◆ Material ◆
* Begin *

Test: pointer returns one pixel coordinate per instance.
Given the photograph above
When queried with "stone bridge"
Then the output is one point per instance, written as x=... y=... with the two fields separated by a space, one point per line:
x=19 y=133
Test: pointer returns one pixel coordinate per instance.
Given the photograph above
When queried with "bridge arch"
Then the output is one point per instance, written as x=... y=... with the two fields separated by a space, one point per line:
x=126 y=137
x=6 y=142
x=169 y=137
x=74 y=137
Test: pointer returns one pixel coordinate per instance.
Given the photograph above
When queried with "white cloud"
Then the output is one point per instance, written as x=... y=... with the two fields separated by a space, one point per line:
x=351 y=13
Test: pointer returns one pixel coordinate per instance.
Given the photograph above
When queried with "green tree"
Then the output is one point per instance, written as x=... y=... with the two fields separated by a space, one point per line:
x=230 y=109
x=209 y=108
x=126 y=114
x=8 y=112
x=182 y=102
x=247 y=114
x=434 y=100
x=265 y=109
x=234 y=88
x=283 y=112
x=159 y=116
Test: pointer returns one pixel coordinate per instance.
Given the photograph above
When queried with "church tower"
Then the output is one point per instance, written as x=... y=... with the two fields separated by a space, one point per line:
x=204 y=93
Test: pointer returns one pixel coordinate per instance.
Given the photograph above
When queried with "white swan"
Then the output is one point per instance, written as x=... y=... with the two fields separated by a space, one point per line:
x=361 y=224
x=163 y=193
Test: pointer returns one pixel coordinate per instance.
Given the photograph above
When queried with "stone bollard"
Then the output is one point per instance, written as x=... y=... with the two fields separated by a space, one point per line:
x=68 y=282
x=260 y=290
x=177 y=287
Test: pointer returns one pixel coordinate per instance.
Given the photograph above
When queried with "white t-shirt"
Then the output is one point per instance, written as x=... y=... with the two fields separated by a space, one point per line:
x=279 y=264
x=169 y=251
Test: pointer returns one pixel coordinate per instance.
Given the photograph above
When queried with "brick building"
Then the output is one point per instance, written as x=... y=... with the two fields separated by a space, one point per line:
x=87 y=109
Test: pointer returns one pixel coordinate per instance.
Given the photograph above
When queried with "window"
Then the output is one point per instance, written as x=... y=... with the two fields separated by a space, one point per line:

* End *

◆ Direction ◆
Please reproduce all of the data above, line for line and without any changes.

◆ Response to the task ◆
Test: pointer returns one pixel coordinate per instance.
Given the photograph above
When queried with "stone bridge"
Then the output is one point per instance, written as x=... y=... with the two fields separated by a space, one point per line:
x=19 y=133
Test: pointer returns one pixel coordinate per instance.
Given the photograph above
When queried with "bridge arch"
Then the output is one point per instance, written as x=... y=... with the two fields separated by a space, one point per line:
x=126 y=137
x=6 y=142
x=169 y=137
x=74 y=137
Test: pointer returns one pixel coordinate per instance.
Given the photograph above
When queried with "white cloud"
Then the output is one point per instance, written as x=... y=... with the two fields separated by a space, one point per line:
x=351 y=13
Test: pointer returns one pixel coordinate per instance.
Given the photograph above
When queried with "green tree"
Then the output is one point per instance, written as x=... y=... with the two fields separated by a space, one point per line:
x=230 y=109
x=209 y=108
x=126 y=114
x=8 y=112
x=182 y=102
x=247 y=114
x=434 y=100
x=265 y=109
x=234 y=88
x=283 y=112
x=159 y=116
Test: pointer returns one pixel coordinate per instance.
Given the photograph above
When queried with "church tower"
Then the output is one point per instance, written as x=... y=... with the two fields separated by a space, one point per line:
x=204 y=93
Test: pointer returns one pixel coordinate per instance.
Given the photograph above
When queried with "white swan"
Then the output is one point per instance, written as x=... y=... with the two fields separated by a space, one point per line:
x=361 y=224
x=163 y=193
Test: pointer returns one pixel coordinate per instance.
Given the photograph above
When queried with "stone bollard"
Then the output is one point per instance, written as x=... y=... with the two fields separated by a space, one point per line:
x=68 y=282
x=260 y=290
x=177 y=287
Test: pointer returns one pixel coordinate per instance.
Given the photograph above
When queried with "white t-shirt"
Then the output is one point per instance, written as x=... y=... with the two fields separated by a space, one point per line:
x=279 y=264
x=169 y=251
Test: pointer returns one pixel coordinate per instance.
Given the photograph above
When queried with "brick building"
Then the output is one point per instance, written as x=... y=... with the two fields separated by a space, one point per line:
x=87 y=109
Test: pointer returns one pixel coordinate per instance.
Given the photograph above
When queried with "window"
Then the output is one point per instance, written as x=... y=... with the two fields separated by a space, one point per line:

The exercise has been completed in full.